INSTRUÇÃO DADA >> Mude a escala do trecho do material que começa na linha que contém "Expected output: one point per instance of the black bottle" e vai até o fim, com as duas pontas incluídas. Escreva de novo todas essas linhas, inclusive o texto que não é coordenada, e multiplique por 0,45 cada coordenada das respostas, arredondando para número inteiro, com as metades para cima.

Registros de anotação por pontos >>
◇ ◇ ◇ ◇ ◇
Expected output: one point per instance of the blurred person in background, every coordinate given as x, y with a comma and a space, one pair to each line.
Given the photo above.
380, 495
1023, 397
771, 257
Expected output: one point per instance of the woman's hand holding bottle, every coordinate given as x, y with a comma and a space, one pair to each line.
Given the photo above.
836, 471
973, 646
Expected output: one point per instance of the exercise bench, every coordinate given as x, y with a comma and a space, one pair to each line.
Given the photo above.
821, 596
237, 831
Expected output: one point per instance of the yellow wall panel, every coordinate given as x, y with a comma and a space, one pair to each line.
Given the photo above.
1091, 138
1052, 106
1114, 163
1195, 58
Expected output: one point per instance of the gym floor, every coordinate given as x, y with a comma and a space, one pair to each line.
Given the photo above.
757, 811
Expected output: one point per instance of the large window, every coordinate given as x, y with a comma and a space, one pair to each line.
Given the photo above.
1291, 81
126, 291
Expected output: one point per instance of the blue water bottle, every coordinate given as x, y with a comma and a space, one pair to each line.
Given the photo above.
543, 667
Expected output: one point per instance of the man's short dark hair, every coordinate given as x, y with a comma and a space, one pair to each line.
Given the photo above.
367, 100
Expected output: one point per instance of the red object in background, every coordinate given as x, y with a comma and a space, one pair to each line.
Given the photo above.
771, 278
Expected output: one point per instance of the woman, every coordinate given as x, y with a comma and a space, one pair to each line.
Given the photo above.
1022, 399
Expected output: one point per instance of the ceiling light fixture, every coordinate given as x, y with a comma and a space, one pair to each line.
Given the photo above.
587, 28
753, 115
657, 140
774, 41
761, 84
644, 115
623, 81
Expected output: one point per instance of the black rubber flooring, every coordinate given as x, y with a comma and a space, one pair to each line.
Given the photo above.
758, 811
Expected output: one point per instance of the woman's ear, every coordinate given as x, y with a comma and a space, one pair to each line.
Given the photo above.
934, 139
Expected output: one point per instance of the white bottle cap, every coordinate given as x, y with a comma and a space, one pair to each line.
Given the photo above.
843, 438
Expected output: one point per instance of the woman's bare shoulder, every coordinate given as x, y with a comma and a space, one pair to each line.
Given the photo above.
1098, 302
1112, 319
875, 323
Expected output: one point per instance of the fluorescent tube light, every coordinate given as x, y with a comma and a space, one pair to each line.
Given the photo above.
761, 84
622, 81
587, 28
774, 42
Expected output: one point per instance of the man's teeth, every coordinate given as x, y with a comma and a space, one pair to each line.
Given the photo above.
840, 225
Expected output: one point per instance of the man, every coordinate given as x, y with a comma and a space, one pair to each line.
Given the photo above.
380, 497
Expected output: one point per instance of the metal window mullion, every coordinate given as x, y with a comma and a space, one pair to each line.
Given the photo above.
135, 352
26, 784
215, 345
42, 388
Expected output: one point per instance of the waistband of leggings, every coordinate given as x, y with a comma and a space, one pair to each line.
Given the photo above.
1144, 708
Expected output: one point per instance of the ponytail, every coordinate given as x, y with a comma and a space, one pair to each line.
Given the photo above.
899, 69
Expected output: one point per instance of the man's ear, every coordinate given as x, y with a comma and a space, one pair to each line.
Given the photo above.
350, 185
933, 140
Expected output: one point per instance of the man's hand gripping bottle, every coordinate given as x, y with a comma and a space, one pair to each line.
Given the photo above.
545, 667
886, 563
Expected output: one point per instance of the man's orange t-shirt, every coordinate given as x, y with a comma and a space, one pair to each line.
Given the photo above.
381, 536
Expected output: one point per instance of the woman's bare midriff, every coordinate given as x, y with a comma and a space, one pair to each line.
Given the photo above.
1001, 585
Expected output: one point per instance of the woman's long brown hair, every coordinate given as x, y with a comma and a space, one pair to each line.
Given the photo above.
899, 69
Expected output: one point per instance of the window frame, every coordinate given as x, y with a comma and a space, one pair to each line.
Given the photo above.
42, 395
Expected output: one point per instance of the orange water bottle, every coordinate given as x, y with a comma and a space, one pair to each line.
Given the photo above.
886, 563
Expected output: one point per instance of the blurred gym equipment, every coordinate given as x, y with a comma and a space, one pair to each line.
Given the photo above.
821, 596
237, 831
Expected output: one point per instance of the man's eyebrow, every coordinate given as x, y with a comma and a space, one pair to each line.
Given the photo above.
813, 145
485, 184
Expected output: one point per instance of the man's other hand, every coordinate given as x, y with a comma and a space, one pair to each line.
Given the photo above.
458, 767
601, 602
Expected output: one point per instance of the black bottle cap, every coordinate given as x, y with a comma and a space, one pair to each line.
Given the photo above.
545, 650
◇ ◇ ◇ ◇ ◇
RESPOSTA COMPLETA >>
Expected output: one point per instance of the black bottle cap, every coordinate given as x, y with a comma and a space, one pair to each line.
Given the photo above.
245, 293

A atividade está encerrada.